Page text —
====
Activated protein C (APC) has been approved to treat patients with sepsis but the mechanism for APC's protective effects in systemic inflammation is not understood. Breakdown of the barrier that separates the blood from tissues plays a key role in inflammatory disorders. This proposal is based on our discovery that protease activated receptor-1 (PAR1)-dependent signaling by exogenous and endogenously generated APC strongly enhances endothelial barrier integrity in cell culture. PAR1 is efficiently activated by thrombin and it is currently not understood how APC-PAR1 signaling can be relevant under conditions where thrombin is also present, such as in sepsis.
In Aim 1 we will investigate whether thrombin- but not APC- activated PAR1 is efficiently internalized from the endothelial cell surface because thrombin remains bound to PAR1. We will test whether blocking thrombin binding to PAR1 leads to a conformation of thrombin-cleaved PAR1 that resembles APC-cleaved PAR1 and supports protective downstream signaling.
====
Exercise —
Transcribe the activated protein C passage word for word, everything from "Activated protein C" down to "as in sepsis.".
====
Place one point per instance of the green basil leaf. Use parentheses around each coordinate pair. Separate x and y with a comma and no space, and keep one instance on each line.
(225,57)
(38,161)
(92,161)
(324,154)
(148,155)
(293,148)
====
Result —
Activated protein C (APC) has been approved to treat patients with sepsis but the mechanism for APC's protective effects in systemic inflammation is not understood. Breakdown of the barrier that separates the blood from tissues plays a key role in inflammatory disorders. This proposal is based on our discovery that protease activated receptor-1 (PAR1)-dependent signaling by exogenous and endogenously generated APC strongly enhances endothelial barrier integrity in cell culture. PAR1 is efficiently activated by thrombin and it is currently not understood how APC-PAR1 signaling can be relevant under conditions where thrombin is also present, such as in sepsis.